Required action: Reproduce the records from their first line through the line that contains "positive clicks: (235, 467)", inclusive.

Stored items:
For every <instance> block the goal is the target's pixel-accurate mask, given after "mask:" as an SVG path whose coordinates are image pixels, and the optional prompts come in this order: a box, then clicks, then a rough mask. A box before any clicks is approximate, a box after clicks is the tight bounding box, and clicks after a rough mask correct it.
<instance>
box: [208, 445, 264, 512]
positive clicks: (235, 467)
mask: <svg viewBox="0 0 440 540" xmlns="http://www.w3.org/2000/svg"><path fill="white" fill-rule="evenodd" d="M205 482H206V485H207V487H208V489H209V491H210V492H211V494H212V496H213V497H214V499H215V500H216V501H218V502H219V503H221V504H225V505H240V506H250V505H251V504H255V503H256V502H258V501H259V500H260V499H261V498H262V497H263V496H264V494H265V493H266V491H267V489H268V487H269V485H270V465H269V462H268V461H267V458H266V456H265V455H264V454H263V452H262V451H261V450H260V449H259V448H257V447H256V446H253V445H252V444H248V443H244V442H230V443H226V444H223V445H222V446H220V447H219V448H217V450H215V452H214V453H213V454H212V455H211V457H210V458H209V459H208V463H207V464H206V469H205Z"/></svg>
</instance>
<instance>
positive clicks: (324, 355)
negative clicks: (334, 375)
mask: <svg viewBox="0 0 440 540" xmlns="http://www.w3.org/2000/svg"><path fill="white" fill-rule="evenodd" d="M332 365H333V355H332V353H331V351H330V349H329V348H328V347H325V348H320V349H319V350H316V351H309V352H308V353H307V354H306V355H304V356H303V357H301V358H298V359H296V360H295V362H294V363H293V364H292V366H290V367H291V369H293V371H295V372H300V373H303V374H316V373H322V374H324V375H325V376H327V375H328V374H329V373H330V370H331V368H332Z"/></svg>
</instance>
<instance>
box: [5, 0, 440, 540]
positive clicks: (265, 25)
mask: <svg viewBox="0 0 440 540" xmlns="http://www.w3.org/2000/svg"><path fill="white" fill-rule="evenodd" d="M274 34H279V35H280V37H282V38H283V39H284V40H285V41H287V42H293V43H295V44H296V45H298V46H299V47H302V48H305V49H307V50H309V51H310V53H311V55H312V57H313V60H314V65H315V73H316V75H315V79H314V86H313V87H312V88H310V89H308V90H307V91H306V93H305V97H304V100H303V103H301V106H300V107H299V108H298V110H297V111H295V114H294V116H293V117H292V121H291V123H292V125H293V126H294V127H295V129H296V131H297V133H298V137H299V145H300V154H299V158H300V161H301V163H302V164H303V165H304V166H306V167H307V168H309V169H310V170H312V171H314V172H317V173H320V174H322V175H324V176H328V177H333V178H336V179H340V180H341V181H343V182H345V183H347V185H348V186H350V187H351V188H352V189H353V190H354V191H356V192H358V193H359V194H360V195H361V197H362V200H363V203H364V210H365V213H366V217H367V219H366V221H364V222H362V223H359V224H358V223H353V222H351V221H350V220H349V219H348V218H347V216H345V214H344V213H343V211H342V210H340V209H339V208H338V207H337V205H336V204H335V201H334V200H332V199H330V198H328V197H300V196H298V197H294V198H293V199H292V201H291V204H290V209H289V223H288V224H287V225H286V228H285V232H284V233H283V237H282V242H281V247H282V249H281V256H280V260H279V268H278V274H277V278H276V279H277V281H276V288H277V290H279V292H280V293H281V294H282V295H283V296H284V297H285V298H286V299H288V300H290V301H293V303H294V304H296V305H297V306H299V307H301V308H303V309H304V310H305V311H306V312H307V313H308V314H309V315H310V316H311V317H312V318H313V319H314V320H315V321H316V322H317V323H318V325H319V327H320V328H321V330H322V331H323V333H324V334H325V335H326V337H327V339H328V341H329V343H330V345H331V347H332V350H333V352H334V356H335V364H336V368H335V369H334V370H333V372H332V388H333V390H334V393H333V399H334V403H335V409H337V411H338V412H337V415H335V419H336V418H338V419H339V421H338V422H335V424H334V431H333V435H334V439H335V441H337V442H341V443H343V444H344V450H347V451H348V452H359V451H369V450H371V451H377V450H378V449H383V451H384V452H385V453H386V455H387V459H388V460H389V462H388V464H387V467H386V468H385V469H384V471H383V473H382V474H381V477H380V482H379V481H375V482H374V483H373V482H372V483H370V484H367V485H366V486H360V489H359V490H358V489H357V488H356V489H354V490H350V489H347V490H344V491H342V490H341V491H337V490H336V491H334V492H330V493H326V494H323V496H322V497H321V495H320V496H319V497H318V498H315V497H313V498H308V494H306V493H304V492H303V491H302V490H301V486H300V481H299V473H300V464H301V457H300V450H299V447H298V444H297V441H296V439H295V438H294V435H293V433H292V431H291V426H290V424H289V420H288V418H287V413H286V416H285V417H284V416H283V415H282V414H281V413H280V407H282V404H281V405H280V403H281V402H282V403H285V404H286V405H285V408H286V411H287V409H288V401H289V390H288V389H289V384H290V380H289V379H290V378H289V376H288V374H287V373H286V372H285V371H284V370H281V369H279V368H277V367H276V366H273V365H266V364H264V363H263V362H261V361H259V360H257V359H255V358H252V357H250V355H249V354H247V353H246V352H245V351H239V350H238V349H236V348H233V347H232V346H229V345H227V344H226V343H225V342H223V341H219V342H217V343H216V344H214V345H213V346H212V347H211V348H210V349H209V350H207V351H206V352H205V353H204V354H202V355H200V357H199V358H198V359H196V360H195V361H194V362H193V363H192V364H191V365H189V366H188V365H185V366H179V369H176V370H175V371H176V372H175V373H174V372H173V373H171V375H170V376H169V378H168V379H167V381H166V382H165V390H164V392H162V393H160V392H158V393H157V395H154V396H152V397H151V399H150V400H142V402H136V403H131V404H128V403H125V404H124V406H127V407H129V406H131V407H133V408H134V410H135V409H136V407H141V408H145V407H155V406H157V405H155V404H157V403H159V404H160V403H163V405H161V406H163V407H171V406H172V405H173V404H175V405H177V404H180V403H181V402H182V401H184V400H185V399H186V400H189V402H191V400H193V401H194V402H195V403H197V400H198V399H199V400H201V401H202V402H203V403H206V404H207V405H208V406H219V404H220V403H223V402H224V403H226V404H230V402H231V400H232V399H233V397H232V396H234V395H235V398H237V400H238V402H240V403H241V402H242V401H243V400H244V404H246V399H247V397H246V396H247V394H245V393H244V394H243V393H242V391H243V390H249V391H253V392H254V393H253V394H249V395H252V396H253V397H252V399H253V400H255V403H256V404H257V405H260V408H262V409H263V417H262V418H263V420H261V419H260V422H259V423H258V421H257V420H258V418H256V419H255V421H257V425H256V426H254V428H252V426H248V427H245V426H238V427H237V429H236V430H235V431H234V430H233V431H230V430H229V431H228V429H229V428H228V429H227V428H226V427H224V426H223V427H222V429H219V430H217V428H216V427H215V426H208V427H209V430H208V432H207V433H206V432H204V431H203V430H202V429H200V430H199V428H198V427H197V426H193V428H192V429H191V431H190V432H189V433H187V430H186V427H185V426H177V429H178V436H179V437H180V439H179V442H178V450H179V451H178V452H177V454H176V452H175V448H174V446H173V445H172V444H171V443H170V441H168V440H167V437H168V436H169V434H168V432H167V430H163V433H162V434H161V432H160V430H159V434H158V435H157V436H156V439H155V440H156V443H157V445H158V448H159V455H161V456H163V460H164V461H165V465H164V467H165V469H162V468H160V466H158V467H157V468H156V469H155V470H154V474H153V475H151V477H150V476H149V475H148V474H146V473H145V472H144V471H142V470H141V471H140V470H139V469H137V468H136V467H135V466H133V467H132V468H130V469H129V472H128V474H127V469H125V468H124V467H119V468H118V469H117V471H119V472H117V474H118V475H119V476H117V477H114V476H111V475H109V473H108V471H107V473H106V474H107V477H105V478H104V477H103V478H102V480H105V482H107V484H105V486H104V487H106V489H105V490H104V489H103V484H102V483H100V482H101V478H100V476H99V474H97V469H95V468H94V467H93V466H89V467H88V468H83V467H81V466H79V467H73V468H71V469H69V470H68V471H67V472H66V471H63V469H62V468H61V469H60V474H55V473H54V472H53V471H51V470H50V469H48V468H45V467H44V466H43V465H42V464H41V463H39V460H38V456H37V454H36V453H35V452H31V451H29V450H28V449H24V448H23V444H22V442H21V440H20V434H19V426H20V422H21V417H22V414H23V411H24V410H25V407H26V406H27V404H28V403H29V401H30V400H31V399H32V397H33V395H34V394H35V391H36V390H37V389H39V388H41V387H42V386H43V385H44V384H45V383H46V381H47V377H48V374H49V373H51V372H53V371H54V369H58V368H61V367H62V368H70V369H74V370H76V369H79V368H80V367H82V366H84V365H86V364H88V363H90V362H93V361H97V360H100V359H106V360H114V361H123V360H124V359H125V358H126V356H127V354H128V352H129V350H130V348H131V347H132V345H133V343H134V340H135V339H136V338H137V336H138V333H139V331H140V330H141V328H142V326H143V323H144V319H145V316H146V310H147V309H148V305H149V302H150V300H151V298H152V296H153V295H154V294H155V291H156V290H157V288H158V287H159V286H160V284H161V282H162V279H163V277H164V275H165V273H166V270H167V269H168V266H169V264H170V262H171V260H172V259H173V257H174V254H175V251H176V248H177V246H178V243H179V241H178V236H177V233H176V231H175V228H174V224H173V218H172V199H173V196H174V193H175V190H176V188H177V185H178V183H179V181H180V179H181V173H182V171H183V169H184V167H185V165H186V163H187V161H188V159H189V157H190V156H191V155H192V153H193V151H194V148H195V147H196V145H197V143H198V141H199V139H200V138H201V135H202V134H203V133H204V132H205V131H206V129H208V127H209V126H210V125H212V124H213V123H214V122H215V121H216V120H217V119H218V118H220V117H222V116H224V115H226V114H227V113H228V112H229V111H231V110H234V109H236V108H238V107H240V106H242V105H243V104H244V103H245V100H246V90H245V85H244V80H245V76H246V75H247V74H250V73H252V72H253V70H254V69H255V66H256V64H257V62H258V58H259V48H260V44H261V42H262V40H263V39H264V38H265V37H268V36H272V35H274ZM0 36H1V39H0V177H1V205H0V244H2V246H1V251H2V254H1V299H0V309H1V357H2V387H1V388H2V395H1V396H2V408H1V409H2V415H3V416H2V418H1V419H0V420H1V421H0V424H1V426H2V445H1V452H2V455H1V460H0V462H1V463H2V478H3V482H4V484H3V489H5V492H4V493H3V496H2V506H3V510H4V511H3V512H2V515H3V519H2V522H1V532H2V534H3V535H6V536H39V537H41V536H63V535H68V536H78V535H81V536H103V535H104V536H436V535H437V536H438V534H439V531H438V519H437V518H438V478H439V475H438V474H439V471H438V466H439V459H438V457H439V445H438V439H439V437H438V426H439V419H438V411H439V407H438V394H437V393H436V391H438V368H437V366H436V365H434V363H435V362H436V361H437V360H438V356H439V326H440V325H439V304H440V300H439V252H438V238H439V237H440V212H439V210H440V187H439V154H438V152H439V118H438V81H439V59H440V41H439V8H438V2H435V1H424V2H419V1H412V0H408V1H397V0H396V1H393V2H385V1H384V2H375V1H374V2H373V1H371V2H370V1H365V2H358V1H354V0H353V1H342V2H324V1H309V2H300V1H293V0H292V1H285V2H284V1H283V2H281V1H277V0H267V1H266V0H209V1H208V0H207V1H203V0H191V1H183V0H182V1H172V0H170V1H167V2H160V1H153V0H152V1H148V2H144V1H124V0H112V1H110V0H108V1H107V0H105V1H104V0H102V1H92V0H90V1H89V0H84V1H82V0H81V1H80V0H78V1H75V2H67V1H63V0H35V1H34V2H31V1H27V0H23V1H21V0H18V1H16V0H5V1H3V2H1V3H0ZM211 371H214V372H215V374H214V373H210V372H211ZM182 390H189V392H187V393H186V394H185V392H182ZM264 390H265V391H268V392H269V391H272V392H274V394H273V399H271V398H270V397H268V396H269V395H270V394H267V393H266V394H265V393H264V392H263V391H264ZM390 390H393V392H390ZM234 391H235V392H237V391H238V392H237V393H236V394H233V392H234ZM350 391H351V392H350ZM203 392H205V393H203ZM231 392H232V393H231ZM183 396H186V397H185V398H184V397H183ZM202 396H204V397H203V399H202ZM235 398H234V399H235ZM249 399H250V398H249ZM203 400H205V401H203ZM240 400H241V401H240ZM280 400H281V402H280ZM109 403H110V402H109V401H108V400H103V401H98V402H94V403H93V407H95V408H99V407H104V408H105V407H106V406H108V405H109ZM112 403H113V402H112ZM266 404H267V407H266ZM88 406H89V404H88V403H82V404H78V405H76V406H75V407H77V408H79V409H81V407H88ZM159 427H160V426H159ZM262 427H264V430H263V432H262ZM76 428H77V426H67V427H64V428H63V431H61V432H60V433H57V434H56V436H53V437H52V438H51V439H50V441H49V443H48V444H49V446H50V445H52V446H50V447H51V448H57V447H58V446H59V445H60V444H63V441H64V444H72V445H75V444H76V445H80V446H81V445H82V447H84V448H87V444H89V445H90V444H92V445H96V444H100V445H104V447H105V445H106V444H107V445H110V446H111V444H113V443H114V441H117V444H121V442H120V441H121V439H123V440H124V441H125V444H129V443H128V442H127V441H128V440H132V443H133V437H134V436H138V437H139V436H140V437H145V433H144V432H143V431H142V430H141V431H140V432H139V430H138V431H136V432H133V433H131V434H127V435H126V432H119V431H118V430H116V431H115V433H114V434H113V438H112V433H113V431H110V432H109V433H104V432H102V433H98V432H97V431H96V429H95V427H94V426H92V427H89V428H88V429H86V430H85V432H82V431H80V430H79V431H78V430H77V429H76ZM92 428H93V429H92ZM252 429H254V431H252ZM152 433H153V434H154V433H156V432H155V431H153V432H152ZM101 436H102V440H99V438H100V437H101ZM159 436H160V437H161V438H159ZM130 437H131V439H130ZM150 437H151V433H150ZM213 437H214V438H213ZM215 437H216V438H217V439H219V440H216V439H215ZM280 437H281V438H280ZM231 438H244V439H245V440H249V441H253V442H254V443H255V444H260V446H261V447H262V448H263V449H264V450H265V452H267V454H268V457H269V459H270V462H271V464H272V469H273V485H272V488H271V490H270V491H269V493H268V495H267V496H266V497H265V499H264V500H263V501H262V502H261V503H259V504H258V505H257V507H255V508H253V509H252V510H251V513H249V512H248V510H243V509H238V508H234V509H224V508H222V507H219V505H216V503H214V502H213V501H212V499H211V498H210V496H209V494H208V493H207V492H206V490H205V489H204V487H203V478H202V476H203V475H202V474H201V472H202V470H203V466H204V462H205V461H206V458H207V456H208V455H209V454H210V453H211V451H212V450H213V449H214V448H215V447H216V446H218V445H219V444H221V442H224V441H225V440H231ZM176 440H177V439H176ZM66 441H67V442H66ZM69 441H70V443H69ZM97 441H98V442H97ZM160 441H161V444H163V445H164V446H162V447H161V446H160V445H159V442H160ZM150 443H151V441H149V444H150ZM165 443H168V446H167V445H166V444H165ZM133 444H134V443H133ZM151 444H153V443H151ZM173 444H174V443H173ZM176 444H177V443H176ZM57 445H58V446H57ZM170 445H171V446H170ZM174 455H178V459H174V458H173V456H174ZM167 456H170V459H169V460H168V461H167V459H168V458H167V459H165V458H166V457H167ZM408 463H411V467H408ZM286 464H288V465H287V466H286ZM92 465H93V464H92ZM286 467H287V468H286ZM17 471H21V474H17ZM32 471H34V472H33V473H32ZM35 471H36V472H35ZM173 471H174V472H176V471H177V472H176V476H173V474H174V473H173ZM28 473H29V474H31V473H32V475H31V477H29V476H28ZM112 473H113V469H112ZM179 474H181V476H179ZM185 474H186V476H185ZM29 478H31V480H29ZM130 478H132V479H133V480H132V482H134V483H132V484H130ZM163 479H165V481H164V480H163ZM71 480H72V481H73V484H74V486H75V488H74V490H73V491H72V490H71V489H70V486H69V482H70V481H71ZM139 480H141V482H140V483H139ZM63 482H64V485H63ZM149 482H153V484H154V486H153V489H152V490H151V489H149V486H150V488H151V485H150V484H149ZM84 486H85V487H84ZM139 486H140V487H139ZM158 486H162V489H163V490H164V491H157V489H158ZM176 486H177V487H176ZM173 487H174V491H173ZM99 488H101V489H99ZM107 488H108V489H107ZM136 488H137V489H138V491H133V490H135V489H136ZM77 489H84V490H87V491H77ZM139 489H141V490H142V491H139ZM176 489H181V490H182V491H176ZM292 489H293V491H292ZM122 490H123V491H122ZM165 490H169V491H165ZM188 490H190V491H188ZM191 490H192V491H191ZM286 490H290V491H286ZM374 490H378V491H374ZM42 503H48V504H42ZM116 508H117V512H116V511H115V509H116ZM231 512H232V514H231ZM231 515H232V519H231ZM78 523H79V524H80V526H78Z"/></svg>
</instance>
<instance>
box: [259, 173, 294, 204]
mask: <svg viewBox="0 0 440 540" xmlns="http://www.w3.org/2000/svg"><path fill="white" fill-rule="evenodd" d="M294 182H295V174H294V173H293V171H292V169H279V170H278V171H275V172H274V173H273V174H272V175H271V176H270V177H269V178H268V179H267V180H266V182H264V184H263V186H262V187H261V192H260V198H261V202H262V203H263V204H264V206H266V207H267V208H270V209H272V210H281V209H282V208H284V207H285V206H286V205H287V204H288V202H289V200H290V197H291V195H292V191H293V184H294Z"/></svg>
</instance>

Response to the exercise:
For every <instance> block the goal is the target's pixel-accurate mask, given after "mask:" as an SVG path whose coordinates are image pixels, and the optional prompts come in this order: a box, then clicks, then a rough mask. A box before any clicks is approximate, a box after clicks is the tight bounding box, and clicks after a rough mask correct it.
<instance>
box: [208, 445, 264, 512]
positive clicks: (235, 467)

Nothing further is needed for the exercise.